▶ [WHAT IS NEEDED]: Convert every line of the items below into one numbered list, omitting the blank lines.
________
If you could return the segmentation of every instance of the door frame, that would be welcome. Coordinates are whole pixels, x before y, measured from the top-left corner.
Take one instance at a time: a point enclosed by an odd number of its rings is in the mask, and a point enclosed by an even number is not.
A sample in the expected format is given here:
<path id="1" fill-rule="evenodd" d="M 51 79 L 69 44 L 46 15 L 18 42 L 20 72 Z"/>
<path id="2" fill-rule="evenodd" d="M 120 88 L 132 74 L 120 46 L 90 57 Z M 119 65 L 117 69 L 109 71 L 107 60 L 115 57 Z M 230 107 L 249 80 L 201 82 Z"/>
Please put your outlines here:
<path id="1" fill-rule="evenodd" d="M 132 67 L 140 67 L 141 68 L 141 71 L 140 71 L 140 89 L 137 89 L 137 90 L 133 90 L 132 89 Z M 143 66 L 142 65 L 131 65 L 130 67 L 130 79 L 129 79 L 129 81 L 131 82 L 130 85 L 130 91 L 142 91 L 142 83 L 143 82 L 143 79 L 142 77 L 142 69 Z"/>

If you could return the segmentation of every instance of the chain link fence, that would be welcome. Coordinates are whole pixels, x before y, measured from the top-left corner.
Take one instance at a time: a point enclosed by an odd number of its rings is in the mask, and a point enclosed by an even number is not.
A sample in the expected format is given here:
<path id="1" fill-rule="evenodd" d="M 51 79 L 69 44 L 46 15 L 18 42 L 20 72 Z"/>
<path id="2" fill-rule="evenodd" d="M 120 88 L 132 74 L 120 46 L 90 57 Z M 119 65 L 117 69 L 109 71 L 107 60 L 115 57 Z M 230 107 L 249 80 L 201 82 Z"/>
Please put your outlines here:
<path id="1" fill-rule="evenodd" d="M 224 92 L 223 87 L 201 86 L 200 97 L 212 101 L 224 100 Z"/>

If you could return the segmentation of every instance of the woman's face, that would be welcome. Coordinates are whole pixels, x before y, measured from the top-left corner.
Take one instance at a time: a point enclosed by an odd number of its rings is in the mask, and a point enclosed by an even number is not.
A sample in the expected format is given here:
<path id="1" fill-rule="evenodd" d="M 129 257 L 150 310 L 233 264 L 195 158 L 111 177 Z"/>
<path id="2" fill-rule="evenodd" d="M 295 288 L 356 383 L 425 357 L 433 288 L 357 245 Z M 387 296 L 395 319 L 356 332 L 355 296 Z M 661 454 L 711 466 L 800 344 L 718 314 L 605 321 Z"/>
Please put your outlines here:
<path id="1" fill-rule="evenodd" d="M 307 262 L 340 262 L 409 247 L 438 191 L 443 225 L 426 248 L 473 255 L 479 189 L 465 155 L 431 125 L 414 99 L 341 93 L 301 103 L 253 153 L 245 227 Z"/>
________
▶ [FINISHED ANSWER]:
1. If you could return the segmentation of every instance of the door frame, that would be welcome. Coordinates are whole pixels, x before y, measured from the top-left corner.
2. Take one instance at a time: a point enclosed by an odd number of its rings is in the mask, and a point enclosed by an even number is not.
3. A sample in the expected format is given here:
4. <path id="1" fill-rule="evenodd" d="M 51 79 L 69 44 L 46 15 L 18 42 L 20 72 Z"/>
5. <path id="2" fill-rule="evenodd" d="M 120 88 L 132 74 L 120 46 L 90 57 Z M 119 65 L 117 69 L 109 71 L 107 60 L 115 57 Z M 230 107 L 249 80 L 201 82 Z"/>
6. Please put your outlines here:
7. <path id="1" fill-rule="evenodd" d="M 132 67 L 140 67 L 141 68 L 141 71 L 140 71 L 140 89 L 137 89 L 137 90 L 133 90 L 132 89 Z M 143 66 L 142 65 L 131 65 L 130 67 L 130 79 L 129 79 L 129 81 L 131 82 L 130 85 L 130 91 L 142 91 L 142 83 L 143 82 L 143 79 L 142 77 L 142 69 Z"/>
8. If you could return the segmentation of every instance of the chain link fence, that would be welcome. Coordinates are whole pixels, x before y, measured from the top-left corner.
9. Take one instance at a time: a point enclosed by an odd number of its rings is in the mask, and a point enclosed by an even number is not.
10. A sample in the expected format is given here:
11. <path id="1" fill-rule="evenodd" d="M 51 79 L 69 44 L 46 15 L 18 42 L 20 72 Z"/>
12. <path id="2" fill-rule="evenodd" d="M 120 88 L 132 74 L 120 46 L 90 57 Z M 119 65 L 117 69 L 109 71 L 107 60 L 115 57 Z M 230 107 L 249 80 L 201 82 Z"/>
13. Please put your outlines here:
14. <path id="1" fill-rule="evenodd" d="M 224 92 L 223 87 L 201 86 L 200 97 L 212 101 L 224 100 Z"/>
15. If you could return the segmentation of every instance of the woman's face, that would be welcome. Coordinates are whole pixels, x before y, measured from the top-left corner.
16. Take one instance at a time: a point enclosed by an odd number of its rings is in the mask, and a point enclosed by an even number is not.
17. A sample in the expected format is given here:
18. <path id="1" fill-rule="evenodd" d="M 129 257 L 150 310 L 233 264 L 195 158 L 111 177 Z"/>
19. <path id="2" fill-rule="evenodd" d="M 295 288 L 356 383 L 425 357 L 433 288 L 357 245 Z M 387 296 L 395 319 L 356 332 L 355 296 Z M 661 454 L 711 466 L 800 344 L 718 314 L 605 321 Z"/>
20. Please put your outlines here:
21. <path id="1" fill-rule="evenodd" d="M 307 262 L 340 262 L 409 247 L 438 191 L 443 225 L 426 248 L 473 255 L 479 189 L 465 155 L 431 125 L 414 99 L 341 93 L 301 103 L 253 153 L 245 227 Z"/>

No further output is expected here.